Natural language region descriptions

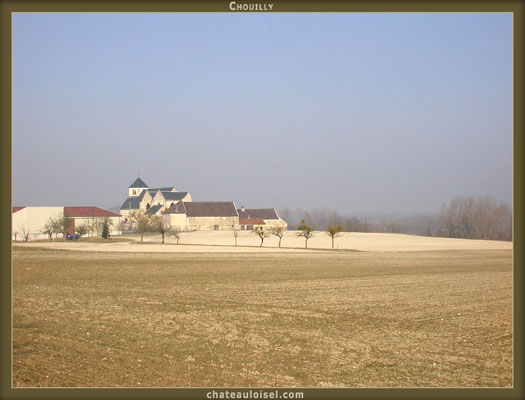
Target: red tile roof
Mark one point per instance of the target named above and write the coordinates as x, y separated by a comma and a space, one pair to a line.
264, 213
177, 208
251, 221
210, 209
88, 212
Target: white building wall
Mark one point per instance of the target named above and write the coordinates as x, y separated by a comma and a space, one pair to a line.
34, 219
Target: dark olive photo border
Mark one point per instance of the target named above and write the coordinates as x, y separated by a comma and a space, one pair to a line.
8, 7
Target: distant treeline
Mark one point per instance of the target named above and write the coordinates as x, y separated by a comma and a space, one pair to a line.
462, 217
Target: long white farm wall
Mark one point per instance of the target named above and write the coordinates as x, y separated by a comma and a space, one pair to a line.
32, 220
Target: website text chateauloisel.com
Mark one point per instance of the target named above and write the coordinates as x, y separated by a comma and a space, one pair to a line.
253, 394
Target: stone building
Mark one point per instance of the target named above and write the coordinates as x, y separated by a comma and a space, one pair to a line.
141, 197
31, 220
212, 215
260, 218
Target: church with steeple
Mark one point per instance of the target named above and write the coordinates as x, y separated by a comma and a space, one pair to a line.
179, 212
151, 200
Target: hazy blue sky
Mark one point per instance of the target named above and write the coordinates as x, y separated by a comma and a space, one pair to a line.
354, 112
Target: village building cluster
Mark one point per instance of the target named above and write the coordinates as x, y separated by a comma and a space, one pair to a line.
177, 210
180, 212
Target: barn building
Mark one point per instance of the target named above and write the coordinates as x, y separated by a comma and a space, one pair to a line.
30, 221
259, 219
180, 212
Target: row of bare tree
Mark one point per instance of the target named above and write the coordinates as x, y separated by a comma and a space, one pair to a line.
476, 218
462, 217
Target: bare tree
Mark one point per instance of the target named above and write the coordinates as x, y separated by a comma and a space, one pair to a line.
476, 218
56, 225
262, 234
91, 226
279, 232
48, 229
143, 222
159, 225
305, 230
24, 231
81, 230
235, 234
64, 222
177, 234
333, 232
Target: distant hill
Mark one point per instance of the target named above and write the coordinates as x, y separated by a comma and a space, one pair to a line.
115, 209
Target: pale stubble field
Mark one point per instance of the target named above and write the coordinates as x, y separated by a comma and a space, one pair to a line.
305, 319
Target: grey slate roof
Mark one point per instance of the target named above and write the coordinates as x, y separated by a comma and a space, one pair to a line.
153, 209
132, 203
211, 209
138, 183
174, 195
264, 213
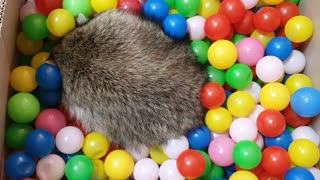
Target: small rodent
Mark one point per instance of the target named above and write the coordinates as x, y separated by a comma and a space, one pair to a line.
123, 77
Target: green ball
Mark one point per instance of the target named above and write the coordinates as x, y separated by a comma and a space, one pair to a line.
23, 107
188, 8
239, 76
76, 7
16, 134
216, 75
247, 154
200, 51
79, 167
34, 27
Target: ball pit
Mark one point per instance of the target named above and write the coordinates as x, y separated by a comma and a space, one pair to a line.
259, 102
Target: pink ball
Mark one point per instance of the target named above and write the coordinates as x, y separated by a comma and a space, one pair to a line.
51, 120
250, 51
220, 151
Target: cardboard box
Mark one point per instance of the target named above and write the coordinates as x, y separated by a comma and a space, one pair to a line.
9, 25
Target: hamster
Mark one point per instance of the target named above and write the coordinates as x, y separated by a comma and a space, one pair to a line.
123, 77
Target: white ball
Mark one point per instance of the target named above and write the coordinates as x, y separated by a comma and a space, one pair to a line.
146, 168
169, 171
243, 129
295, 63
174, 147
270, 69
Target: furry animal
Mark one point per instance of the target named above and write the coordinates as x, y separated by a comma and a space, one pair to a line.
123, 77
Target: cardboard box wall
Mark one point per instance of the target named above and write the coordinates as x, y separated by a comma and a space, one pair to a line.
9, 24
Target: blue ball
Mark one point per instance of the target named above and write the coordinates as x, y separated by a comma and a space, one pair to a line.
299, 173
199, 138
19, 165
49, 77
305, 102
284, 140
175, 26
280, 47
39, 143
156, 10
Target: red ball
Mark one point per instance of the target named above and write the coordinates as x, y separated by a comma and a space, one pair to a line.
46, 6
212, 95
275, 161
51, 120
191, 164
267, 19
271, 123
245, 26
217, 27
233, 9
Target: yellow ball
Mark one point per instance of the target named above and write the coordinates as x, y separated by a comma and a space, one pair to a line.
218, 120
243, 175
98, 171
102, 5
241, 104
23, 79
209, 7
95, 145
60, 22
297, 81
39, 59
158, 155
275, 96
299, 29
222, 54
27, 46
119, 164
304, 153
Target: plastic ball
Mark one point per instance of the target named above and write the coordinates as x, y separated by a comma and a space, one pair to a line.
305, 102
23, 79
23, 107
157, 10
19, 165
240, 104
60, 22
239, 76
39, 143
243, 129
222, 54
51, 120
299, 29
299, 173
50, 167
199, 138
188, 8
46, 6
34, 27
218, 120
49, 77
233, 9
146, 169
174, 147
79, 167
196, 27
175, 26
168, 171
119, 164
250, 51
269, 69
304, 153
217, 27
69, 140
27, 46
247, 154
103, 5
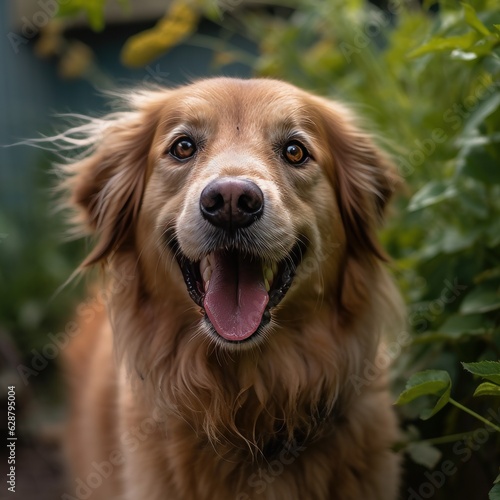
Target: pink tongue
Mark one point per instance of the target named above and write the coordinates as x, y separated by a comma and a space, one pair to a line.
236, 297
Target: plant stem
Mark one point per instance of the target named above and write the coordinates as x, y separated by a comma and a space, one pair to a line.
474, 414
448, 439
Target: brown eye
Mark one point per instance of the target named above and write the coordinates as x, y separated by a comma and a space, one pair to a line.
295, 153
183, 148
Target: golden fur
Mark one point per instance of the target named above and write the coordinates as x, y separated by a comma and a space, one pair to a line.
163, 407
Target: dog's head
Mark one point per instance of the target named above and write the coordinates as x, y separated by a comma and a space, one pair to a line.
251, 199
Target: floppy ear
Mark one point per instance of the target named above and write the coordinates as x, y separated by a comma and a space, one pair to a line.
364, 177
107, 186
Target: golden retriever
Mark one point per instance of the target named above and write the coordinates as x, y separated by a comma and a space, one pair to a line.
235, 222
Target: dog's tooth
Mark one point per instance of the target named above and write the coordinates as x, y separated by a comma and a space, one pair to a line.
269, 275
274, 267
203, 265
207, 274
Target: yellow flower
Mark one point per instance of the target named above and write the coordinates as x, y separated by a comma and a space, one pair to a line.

• **Task goal**
Leaving the images out, print the records above exactly.

• **Task result**
Target: red tile roof
Mark one point per instance of the target named above and write the coordinates as x, y separated by a comma and a space, one pair to a line.
264, 213
177, 208
251, 221
210, 209
88, 212
Target: white building wall
Mark one point per instance of the target named above and write the coordinates as x, y separated by a comma and a space, one pair to a line.
34, 219
Target: dark olive photo border
Mark one point per instance of the target named above and write the coordinates as x, y separated by a comma and a space, one pair to a line.
8, 7
Target: distant treeline
Mark one point per instance of the target named above and write the coordinates as x, y separated by a comma and a space, one pair to a line.
462, 217
Target: long white farm wall
Mark one point per instance of the target named above and write the coordinates as x, y separated by a comma and a space, one pair to a line.
32, 220
Target: website text chateauloisel.com
Mark one point per instance of the target named above and write the coordinates as x, y separated by a comma and a space, one pair to a line.
253, 394
Target: stone building
Mark one point per instance of the target named above and write the coordinates as x, y separated by a comma and a space, one pair to a line.
141, 197
31, 220
212, 215
260, 218
Target: church with steeple
Mark one point per instance of the target named above and write the coordinates as x, y separated by a comma and a space, one pair to a line.
179, 212
151, 200
Target: hazy blue sky
Mark one point per instance of the target named above and write the coordinates as x, y separated by a comma and a space, one pair to a line.
354, 112
Target: village building cluster
Mark one point per instance of the target named above and write the coordinates as x, y separated by a comma and a space, one pair to a line.
177, 210
180, 212
Target: barn building
Mark one point per instance of the target named above and write the coordinates as x, y separated by a comma and a space, one pair to a line.
30, 221
259, 219
180, 212
Target: row of bare tree
Mark one point per instance of the target named above and write the coordinates as x, y separated by a comma and a space, one pair to a line.
476, 218
462, 217
Target: bare tree
Mark one point per instance of the target named above and write the coordinates as x, y separated by a comma and a space, one pair to a line.
476, 218
56, 225
262, 234
91, 226
279, 232
48, 229
143, 222
159, 225
305, 230
24, 231
81, 230
235, 234
64, 222
177, 234
333, 232
Target: distant hill
Mark one point per instance of the target named above and write the coordinates as x, y separated by a comma and a space, one pair to a line.
115, 209
Target: pale stubble field
Mark one point per instance of the target named above and write the coordinates as x, y separated by a comma and a space, one pair to a line.
305, 319
Target: grey slate roof
Mark one point per instance of the target named above and write the coordinates as x, y separated by a comma and a space, one pair to a line.
153, 209
132, 203
211, 209
138, 183
174, 195
264, 213
Target: small rodent
Mark one point per instance of the target named above and write the coordinates as x, y separated by a comma and a space, one pair to a line.
123, 77
Target: green ball
Mark one point per instance of the target named above and write the coordinates as x, y separated by a comma and a space, one pair to a line.
23, 107
188, 8
239, 76
76, 7
16, 134
216, 75
247, 154
200, 51
79, 167
34, 27
Target: ball pit
Mark one point per instance of the target named above and write the coordinates as x, y separated by a comma and a space, one pair to a line.
259, 102
Target: pink ball
Mark one point per instance of the target named above and write the coordinates as x, y separated by a comma and a space, one pair to a line.
51, 120
250, 51
220, 151
Target: cardboard box
Mark one point per instance of the target named above and write the coordinates as x, y separated by a comma and a space, one pair to a line.
9, 25
Target: hamster
Mark one point per instance of the target named above and write the coordinates as x, y separated by a comma and a space, one pair to a line.
123, 77
Target: white ball
Mark one point per instance of the target named above and write the coordinates as x, y separated by a comma and a space, one pair to a line.
146, 168
169, 171
243, 129
295, 63
174, 147
270, 69
Target: furry animal
Mark one point per instance of the target named above and write the coordinates as x, y separated by a comma and a space, one pair to a line.
123, 77
Target: cardboard box wall
Mark one point per instance of the target named above and write the coordinates as x, y separated by a comma and a space, one pair to a line.
9, 24
Target: blue ball
Mark one point per instance of the target named above and write the coordinates as x, y separated by a comma and a space, one pair to a line.
299, 173
199, 138
19, 165
49, 77
305, 102
284, 140
175, 26
280, 47
39, 143
156, 10
Target: red ball
Mark one point per instance of the target named above and write the coordinates as x, y separated by a comma and a space, one pair to a line.
46, 6
212, 95
275, 161
51, 120
191, 164
267, 19
271, 123
245, 26
217, 27
233, 9
Target: yellow ball
Mark one point per instance of the target named above and write the coordinates as x, y separated by a comma and a space, one pair to a line.
218, 120
243, 175
98, 171
102, 5
241, 104
23, 79
209, 7
95, 145
60, 22
297, 81
39, 59
158, 155
275, 96
299, 29
222, 54
27, 46
119, 164
304, 153
Target: plastic ball
Mark one point per instance of the target named above and write the coordinates as x, y separated by a comma and a space, one pair to a line.
305, 102
23, 79
23, 107
157, 10
19, 165
240, 104
60, 22
239, 76
39, 143
243, 129
222, 54
51, 120
299, 29
299, 173
50, 167
199, 138
188, 8
46, 6
34, 27
218, 120
49, 77
233, 9
146, 169
174, 147
79, 167
196, 27
175, 26
168, 171
119, 164
250, 51
269, 69
304, 153
217, 27
69, 140
27, 46
247, 154
103, 5
Target: pink tongue
Mark one point per instance of the target named above and write the coordinates as x, y separated by a comma and a space, one pair to a line.
236, 297
Target: plant stem
Mark one point per instance of the target named above and write the coordinates as x, y separated by a comma and a space, one pair to a line.
474, 414
448, 439
Target: brown eye
Mark one point per instance of the target named above and write the coordinates as x, y separated by a comma and a space, one pair to a line.
295, 153
183, 148
Target: golden fur
Mark one point per instance of the target named above and write the coordinates as x, y separated by a comma and a space, one pair to a line.
163, 407
Target: dog's head
Mark one point per instance of the target named above and write the coordinates as x, y separated by a comma and a space, one pair to a line.
251, 199
Target: floppy ear
Mark one point per instance of the target named above and write the coordinates as x, y separated by a comma and a space, one pair to a line.
364, 177
107, 186
Target: golden retriever
Mark one point per instance of the target named above and write the coordinates as x, y separated by a comma and a space, one pair to a line.
235, 222
Target: dog's tooth
Mark one point per instance of the target named above and write the coordinates as x, y separated by a comma and a space, one pair to a line.
269, 275
274, 267
203, 265
207, 274
Target: yellow flower
Mark one point per instance of the target named above and write the coordinates as x, y separated by a comma and a space, one pair to a line.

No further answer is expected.